### Exercise requirements
Report every line of the items below that contains the word "wall", copying each such line in full.

### Excerpted records

= = =

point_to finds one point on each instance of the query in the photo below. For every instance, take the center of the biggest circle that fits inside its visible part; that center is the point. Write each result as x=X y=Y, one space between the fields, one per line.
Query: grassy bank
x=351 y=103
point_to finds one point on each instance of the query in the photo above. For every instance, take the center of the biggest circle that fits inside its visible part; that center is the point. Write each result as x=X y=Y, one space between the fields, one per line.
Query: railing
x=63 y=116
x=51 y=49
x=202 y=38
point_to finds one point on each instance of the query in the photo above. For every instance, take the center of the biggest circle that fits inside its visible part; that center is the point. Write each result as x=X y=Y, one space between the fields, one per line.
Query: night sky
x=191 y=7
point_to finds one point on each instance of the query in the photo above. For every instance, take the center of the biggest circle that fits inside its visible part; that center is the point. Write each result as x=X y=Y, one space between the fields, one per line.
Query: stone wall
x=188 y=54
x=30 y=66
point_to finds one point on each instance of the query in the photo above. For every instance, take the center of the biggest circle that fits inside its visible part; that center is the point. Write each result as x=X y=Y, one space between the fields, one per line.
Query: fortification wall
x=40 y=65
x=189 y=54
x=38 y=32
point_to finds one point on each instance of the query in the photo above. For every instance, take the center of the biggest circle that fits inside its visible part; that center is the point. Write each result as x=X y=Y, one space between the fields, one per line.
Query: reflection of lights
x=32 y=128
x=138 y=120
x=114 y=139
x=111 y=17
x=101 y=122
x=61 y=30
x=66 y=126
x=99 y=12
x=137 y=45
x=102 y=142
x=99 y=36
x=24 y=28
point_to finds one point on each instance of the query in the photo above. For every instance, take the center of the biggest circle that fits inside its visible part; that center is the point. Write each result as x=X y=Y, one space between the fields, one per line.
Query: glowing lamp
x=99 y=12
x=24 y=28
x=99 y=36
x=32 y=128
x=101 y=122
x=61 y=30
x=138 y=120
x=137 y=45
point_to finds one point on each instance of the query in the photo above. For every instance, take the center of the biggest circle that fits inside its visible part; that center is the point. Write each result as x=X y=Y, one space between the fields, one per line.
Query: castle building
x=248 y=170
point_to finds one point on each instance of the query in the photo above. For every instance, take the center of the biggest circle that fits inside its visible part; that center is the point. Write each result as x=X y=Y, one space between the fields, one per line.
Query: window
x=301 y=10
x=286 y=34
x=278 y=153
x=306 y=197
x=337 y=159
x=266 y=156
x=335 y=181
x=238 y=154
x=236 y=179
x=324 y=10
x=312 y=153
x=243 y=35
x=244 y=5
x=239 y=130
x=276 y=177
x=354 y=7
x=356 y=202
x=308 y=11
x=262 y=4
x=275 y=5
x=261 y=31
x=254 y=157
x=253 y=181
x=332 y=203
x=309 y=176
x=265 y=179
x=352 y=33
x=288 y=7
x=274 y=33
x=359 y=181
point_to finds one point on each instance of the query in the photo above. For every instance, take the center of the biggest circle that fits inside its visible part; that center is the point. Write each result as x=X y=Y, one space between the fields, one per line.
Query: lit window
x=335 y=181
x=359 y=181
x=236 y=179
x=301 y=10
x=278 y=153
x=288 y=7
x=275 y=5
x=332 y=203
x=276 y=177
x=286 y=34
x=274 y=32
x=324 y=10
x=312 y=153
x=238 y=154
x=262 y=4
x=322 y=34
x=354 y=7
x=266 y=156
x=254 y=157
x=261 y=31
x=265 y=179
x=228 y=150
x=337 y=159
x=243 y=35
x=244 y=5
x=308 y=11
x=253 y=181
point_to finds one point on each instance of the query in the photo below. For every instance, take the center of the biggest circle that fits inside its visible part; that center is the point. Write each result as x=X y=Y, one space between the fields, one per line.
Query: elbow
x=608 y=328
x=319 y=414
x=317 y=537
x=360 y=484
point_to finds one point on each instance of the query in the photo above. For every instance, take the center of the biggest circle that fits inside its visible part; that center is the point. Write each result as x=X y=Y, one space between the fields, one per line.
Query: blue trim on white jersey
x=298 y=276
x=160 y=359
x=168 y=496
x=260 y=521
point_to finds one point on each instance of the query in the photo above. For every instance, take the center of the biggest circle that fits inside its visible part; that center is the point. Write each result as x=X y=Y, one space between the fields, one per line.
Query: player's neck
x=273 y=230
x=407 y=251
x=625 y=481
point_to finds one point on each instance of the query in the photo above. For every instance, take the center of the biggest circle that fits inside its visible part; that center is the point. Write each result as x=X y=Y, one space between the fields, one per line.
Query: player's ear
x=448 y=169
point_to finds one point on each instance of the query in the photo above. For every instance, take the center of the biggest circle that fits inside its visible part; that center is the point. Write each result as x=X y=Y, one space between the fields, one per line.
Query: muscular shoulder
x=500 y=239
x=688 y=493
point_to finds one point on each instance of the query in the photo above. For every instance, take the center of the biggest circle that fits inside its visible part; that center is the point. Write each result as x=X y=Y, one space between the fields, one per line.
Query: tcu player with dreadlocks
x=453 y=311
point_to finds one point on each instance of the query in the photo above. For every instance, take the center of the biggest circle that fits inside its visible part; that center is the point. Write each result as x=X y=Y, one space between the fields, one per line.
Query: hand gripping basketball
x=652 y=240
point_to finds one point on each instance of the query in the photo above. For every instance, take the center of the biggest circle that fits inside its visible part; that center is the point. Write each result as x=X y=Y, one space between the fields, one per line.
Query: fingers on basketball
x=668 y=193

= = =

### Problem solution
Query: stone wall
Query: fortification wall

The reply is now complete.